Supplied text start
Police, meanwhile, regard divorce as a private matter and are reluctant to intervene, especially when a foreigner is involved. Even if a court order does provide for shared custody, visitation rights are routinely ignored. Consequently, the abducting parent has the sole ability to determine the frequency and nature of access, which can be withdrawn on a whim.

One Australian father I talk to lost his son when his wife took the boy on a holiday to Japan in 2015 and never came back. “Now she is the absolute gatekeeper in regard to contact,” the father says. “Sometimes I’m allowed to speak to him in a video call, other times she cancels it.” Even when he does talk to his son, the contact is so brief that “it’s essentially just a proof of life”.

Parents who abduct their children would no doubt have what they consider to be legitimate reasons for doing so. Good Weekend could only get one side of the story – that of the parents left behind. Japan, for its part, has defended its record on child abduction.
Supplied text end
Recorded data start
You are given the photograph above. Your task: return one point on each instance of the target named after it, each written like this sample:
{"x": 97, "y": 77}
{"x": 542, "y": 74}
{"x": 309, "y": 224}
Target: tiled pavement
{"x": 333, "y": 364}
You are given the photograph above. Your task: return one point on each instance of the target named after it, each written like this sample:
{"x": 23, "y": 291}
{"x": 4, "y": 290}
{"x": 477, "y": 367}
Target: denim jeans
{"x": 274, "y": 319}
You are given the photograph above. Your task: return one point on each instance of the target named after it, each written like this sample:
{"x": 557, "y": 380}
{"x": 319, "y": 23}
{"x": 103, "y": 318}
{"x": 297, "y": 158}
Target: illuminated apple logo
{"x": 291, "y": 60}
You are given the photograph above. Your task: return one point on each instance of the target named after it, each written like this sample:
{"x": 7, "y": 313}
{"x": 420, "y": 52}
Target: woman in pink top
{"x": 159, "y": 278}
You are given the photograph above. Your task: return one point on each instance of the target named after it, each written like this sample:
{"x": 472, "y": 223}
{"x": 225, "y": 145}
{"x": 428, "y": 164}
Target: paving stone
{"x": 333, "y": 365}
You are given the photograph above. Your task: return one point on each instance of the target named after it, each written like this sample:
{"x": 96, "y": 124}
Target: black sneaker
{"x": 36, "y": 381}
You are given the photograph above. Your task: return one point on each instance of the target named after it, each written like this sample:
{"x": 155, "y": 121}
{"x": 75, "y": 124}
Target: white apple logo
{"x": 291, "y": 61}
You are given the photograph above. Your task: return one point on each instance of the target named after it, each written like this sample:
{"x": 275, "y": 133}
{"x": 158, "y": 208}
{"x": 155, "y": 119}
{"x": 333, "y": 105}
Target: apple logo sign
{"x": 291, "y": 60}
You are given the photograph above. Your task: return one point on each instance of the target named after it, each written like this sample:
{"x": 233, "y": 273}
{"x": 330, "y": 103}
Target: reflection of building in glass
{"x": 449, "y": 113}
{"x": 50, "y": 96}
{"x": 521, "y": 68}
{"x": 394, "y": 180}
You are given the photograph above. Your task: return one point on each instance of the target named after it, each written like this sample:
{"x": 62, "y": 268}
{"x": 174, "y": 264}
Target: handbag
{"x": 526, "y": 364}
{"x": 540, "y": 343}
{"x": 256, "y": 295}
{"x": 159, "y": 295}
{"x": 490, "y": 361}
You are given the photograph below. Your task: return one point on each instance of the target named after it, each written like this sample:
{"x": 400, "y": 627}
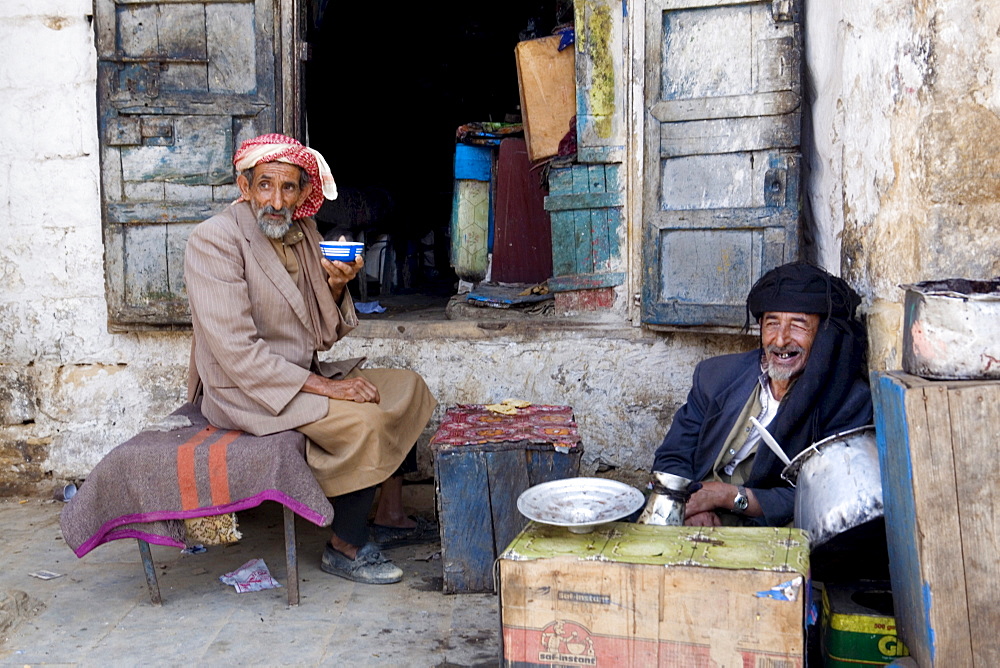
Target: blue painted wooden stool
Recorded data end
Tasks for this exercise:
- a) Say whether each statement agrees with the child abduction passage, answering yes or no and quoting the words from the passage that decide it: (i) Police are eager to intervene in divorce cases, especially when a foreigner is involved. (ii) The Australian father's wife took their son to Japan on a holiday in 2015. (iii) Good Weekend heard from both the abducting parents and the parents left behind.
- b) Write the next part of the child abduction passage, picking up after its final sentence.

Results of the tasks:
- a)
(i) No: "Police, meanwhile, regard divorce as a private matter and are reluctant to intervene, especially when a foreigner is involved."
(ii) Yes: "his wife took the boy on a holiday to Japan in 2015 and never came back."
(iii) No: "Good Weekend could only get one side of the story – that of the parents left behind."

- b)
In an email to Good Weekend, the Japanese embassy in Canberra says that Japan has provided “necessary assistance” in line with the Hague Convention, and since signing the treaty has returned 45 children to their home countries. The embassy describes the term “black hole of child abduction” as “inappropriate”, and claims that “Japan’s records [on addressing the problem] are no less inferior compared to other states”.

Yet instances of abduction continue both to, and within, Japan. Scott McIntyre, an Australian father living in Tokyo, has had no contact whatsoever with his children, aged 10 and seven, since they were taken by his wife, Naoko, last May. McIntyre, who is 45, met Naoko in Sydney in 2004, when she came on holiday. They married and had two children, both of whom were born in Australia.

In 2015, they moved to Tokyo to be closer to Naoko’s family. Late last year, however, the marriage broke down. The children went to stay with their Japanese grandparents for a night, and never returned.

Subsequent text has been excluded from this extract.